» Problem
Using the data below, count the lines that carry the string "apple" and write only the count.

» Saved data entries
—————

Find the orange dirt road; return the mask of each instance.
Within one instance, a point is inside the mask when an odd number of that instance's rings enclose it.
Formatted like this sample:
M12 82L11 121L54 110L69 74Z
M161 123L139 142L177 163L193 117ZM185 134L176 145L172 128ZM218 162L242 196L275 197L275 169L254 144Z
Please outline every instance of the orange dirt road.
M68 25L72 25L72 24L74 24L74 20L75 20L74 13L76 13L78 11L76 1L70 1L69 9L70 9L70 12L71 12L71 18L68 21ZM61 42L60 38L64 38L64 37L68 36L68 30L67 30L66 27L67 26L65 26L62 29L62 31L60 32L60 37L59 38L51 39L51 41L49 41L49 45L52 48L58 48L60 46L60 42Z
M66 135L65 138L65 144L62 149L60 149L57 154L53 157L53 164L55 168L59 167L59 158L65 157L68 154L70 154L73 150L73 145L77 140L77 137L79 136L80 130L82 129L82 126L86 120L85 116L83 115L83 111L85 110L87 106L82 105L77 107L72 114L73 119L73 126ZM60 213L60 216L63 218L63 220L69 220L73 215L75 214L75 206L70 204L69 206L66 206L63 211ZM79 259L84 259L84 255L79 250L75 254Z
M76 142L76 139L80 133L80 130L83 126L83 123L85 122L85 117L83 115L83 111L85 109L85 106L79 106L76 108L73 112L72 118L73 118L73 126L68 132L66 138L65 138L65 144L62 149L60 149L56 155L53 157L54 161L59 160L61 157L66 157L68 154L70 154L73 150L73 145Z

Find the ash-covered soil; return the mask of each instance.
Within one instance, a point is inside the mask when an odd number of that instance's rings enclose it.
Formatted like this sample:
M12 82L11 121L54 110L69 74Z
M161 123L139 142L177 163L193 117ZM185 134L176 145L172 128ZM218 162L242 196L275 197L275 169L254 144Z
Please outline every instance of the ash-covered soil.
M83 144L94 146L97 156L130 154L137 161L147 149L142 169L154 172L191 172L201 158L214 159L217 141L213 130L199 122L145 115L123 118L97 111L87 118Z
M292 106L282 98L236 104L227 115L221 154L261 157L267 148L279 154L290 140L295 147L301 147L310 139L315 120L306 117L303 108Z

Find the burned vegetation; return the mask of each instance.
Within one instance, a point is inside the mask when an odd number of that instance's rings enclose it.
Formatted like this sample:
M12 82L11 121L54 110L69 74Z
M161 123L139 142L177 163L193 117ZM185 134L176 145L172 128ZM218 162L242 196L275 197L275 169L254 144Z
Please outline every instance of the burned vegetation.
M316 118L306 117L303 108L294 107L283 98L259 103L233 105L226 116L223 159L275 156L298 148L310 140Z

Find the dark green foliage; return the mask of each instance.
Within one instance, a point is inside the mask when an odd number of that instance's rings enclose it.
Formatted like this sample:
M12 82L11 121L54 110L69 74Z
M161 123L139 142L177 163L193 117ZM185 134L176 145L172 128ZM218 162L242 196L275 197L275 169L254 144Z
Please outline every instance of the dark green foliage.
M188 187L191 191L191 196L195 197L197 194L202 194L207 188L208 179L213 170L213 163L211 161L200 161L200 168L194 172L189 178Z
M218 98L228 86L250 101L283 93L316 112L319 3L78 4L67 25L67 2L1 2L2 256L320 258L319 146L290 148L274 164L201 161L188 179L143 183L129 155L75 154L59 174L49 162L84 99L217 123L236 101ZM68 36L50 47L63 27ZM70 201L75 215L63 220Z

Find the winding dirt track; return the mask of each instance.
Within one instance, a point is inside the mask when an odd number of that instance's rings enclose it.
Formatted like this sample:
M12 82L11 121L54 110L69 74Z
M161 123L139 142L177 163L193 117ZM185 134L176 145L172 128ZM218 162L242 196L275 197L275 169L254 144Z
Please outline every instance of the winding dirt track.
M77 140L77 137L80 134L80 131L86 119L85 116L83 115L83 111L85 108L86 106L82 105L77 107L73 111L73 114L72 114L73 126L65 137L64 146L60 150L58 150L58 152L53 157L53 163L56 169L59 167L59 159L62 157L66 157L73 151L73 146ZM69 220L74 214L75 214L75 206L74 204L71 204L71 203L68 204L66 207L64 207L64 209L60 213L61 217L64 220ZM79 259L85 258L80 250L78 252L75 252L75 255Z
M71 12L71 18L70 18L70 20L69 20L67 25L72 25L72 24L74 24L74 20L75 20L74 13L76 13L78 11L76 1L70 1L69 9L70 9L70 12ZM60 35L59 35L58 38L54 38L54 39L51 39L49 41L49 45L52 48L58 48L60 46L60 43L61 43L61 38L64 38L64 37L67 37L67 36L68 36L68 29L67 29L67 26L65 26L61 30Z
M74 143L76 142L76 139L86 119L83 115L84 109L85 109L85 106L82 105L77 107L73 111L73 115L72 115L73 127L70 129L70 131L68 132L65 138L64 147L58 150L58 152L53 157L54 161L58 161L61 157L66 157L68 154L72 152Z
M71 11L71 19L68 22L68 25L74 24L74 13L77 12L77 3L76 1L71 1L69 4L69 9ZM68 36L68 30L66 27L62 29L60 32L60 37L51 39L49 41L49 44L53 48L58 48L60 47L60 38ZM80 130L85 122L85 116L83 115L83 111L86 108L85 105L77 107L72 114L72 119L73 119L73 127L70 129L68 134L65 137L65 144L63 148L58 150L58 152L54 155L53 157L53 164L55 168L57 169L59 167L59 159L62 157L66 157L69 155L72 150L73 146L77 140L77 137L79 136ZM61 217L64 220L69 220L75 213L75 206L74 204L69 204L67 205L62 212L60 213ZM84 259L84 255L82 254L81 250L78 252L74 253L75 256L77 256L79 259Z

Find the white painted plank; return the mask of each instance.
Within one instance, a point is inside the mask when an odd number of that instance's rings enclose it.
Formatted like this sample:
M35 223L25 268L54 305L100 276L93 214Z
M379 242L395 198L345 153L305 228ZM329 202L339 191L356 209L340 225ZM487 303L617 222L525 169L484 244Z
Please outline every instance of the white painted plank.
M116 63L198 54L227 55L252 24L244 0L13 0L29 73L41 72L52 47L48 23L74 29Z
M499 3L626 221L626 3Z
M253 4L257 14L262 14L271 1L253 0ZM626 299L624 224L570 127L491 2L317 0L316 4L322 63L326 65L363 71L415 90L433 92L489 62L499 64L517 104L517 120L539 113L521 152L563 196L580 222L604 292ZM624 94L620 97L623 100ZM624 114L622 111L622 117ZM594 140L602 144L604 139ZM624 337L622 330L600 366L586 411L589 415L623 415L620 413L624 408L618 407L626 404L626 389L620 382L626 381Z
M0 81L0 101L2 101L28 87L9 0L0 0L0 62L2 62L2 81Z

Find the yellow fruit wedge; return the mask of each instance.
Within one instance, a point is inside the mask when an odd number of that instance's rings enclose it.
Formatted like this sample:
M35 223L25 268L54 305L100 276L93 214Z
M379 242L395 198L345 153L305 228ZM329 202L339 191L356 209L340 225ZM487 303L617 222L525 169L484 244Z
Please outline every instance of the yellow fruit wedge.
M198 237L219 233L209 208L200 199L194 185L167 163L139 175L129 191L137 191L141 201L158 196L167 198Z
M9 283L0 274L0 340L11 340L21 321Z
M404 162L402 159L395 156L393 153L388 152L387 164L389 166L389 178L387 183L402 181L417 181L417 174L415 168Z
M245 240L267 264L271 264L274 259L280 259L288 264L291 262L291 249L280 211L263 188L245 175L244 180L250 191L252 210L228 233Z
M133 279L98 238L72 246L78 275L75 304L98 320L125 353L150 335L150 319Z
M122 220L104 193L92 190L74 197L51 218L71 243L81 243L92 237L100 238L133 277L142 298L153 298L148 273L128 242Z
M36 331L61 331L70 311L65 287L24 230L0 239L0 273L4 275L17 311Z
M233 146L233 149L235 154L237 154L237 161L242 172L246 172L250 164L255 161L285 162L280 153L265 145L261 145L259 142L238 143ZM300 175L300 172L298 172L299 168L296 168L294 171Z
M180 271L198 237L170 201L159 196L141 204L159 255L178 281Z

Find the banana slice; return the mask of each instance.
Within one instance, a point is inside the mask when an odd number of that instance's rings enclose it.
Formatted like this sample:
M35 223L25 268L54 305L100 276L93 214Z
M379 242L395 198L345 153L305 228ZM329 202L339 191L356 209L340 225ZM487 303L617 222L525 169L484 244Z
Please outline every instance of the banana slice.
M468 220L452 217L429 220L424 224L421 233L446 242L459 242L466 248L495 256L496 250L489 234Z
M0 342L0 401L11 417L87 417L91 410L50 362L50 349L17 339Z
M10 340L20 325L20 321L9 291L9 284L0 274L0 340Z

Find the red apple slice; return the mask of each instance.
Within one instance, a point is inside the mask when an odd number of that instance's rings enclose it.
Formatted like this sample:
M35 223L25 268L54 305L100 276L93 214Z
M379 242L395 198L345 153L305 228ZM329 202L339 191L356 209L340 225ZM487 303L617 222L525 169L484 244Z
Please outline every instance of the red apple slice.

—————

» Output
2